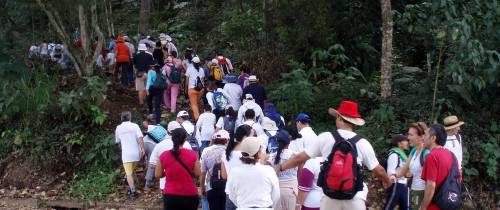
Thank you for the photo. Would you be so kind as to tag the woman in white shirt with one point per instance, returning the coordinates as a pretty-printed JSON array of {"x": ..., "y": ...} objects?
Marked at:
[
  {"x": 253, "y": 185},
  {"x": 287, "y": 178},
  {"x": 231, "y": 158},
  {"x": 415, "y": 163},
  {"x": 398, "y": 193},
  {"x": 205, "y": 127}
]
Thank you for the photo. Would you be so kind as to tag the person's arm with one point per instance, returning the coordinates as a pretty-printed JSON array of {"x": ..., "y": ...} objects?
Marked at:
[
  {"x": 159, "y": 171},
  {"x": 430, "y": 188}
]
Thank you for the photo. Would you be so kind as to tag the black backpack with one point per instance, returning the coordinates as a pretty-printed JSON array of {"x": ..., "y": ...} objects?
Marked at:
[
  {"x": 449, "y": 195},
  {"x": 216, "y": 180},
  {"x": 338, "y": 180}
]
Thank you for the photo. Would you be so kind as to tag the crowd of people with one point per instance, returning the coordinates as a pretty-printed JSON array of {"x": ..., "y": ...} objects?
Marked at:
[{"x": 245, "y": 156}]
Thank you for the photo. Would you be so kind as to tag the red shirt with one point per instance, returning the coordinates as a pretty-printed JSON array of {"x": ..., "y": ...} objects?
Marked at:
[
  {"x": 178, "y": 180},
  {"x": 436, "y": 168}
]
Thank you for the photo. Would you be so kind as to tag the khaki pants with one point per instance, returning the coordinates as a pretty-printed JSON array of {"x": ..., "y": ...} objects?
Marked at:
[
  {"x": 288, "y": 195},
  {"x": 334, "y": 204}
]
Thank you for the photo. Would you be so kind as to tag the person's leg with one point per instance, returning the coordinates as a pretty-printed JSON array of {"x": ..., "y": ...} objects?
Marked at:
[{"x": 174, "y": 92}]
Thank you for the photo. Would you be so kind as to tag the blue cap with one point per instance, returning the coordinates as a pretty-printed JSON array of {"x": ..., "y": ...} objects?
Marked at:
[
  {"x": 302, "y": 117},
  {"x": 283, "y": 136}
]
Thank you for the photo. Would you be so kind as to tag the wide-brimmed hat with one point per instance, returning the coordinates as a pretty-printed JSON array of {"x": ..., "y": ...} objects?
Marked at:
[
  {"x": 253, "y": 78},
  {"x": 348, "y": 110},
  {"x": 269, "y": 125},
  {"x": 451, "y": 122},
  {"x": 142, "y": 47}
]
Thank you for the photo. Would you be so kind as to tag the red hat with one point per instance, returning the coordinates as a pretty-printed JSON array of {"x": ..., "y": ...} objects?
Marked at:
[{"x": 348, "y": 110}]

==========

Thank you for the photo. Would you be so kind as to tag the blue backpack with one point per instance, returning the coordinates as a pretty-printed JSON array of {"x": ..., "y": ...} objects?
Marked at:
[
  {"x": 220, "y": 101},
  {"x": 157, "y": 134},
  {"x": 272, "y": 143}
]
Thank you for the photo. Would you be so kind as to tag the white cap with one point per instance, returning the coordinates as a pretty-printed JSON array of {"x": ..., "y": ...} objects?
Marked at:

==========

Please pull out every line in the entries above that contains the word "shirt".

● TASK OUTPUT
Thank you for the photo. Would you be so kind as to tag the woman in white shirt with one point per instance, returning the coordinates as a pretty-printed JSON array of {"x": ..., "y": ...} objects?
Thank you for the photo. Would you be so kind as to tag the red shirt with one point per instance, returning the coordinates as a pretty-printed JSON array of {"x": ..., "y": ...} objects?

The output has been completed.